[THE REQUEST]: Give the data below again exactly as it stands. Omit the pictures.

***** DATA EXCERPTS

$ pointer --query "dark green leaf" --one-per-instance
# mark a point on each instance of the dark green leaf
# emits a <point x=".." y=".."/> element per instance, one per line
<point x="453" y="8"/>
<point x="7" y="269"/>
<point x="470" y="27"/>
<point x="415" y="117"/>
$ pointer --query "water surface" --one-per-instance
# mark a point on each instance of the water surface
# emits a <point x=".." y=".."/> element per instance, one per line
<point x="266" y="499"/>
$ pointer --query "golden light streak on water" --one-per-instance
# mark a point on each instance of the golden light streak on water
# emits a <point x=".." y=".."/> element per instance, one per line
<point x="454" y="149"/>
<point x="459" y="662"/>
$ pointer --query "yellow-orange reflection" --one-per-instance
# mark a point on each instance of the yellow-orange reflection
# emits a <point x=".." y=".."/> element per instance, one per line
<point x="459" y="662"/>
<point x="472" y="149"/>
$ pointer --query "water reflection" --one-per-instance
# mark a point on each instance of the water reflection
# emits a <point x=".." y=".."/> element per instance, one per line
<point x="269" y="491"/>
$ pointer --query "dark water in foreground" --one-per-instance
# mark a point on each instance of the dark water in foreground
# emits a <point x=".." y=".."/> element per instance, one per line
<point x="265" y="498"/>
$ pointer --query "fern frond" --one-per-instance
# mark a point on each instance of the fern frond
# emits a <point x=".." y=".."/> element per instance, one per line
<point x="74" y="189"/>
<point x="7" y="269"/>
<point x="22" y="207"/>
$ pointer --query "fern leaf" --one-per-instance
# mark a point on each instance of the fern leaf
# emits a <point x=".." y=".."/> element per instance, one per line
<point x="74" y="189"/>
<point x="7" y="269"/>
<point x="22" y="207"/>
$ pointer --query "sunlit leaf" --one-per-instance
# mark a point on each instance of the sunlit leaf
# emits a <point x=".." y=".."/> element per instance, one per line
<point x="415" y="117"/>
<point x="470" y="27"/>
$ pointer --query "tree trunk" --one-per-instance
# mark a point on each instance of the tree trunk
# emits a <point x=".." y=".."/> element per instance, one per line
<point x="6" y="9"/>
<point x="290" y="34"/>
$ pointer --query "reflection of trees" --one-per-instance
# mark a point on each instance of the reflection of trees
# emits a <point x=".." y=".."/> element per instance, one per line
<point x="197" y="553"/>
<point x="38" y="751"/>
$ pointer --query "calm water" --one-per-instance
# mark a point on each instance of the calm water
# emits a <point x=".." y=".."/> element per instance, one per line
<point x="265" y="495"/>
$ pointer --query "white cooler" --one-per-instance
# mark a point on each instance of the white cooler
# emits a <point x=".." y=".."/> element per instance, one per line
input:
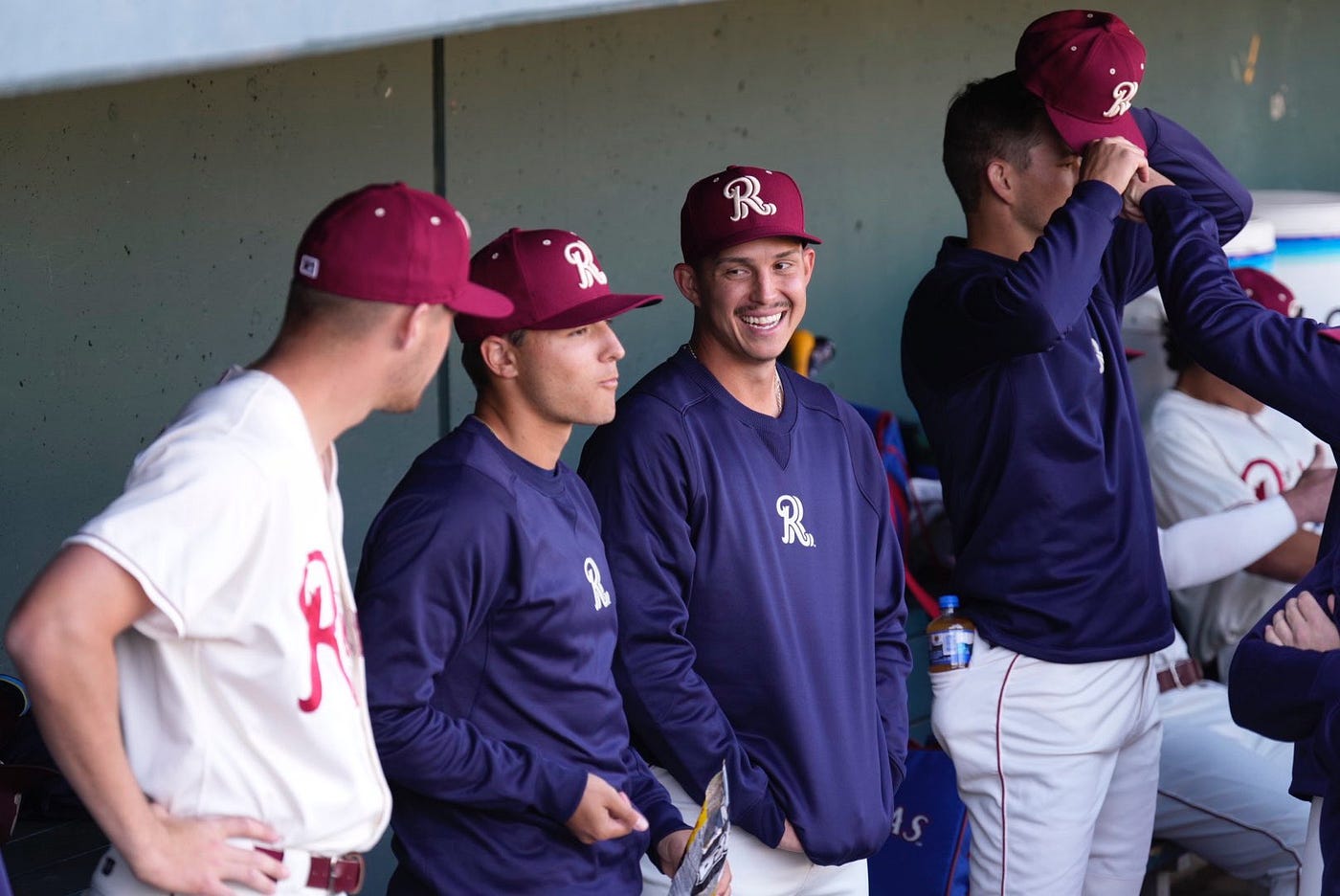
<point x="1306" y="258"/>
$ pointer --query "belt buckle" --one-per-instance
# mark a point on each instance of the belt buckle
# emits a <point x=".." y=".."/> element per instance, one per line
<point x="348" y="864"/>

**********

[OUTPUT FOR THIS EXERCISE]:
$ pointer --query "dark green leaf" --one-per-instance
# mark a point on each instance of the dark green leaf
# emits a <point x=".." y=".."/> element per instance, one per line
<point x="453" y="8"/>
<point x="7" y="269"/>
<point x="470" y="27"/>
<point x="415" y="117"/>
$ pointer --query "water surface" --one-per-instance
# mark a point on each instance of the water surface
# emits a <point x=".." y=".."/> element per instance, one per line
<point x="266" y="499"/>
$ pointer --query "golden light streak on water" --one-per-instance
# mark a point on each instance of the golden light streak on water
# emits a <point x=".." y=".."/> element per instance, one per line
<point x="454" y="149"/>
<point x="459" y="662"/>
$ pointer --query "yellow-orange reflection" --one-per-instance
# mark a point on each instance of the yellow-orange reflection
# emits a <point x=".." y=".."/> element per instance, one per line
<point x="459" y="662"/>
<point x="472" y="149"/>
$ pointer --query "water reflection" --one-per-instance
# mark a point on each instance of the water reflection
# emits a <point x=".." y=".."/> element per instance, one per line
<point x="269" y="491"/>
$ pointer --query "dark water in foreground" --one-per-instance
# mark a point on each instance of the dark water in foreground
# emits a <point x=".." y=".."/> element per instance, one per line
<point x="265" y="498"/>
$ pointer --query "fern frond" --one-per-instance
# mark a point on each instance of the fern frond
# emits a <point x=".." y=".."/> element per instance, one per line
<point x="74" y="189"/>
<point x="7" y="269"/>
<point x="22" y="207"/>
$ pointer --query "fern leaf" --one-per-instance
# mark a point on each instance of the fern leaf
# emits a <point x=".." y=".."/> element per instance, one per line
<point x="74" y="189"/>
<point x="7" y="269"/>
<point x="22" y="207"/>
$ pointer --query "sunlit leaf" --one-per-instance
# mark a point on each instance of the sunlit leaf
# emits a <point x=".." y=".."/> element per instance, one per line
<point x="415" y="117"/>
<point x="470" y="27"/>
$ pointer --query "tree trunk" --one-per-instance
# mark a point on each instance of the tree trunk
# emits a <point x=".." y=".."/> element per instance, one per line
<point x="6" y="9"/>
<point x="290" y="34"/>
$ pointer --query "reflection of trees" --one-per-instance
# mark a point on each instance of the reflection of trees
# emits a <point x=".." y=".."/> element per instance, one per line
<point x="197" y="553"/>
<point x="38" y="751"/>
$ pointer --query "calm water" --one-per-instance
# mark a point on each instance of the calm water
# emits a <point x=".." y=".."/> element per instance, one per line
<point x="265" y="495"/>
$ pointer --query "white cooler" --one-per-instance
# mark a point on each instance of the white cooler
# emits a <point x=".." y=".."/> element per instance, one per line
input:
<point x="1306" y="258"/>
$ pointer --query "belt buckle" --one-per-instance
# mark a point on each instance of the belt buckle
# emits a <point x=".." y=".."/> element per instance, one per line
<point x="348" y="864"/>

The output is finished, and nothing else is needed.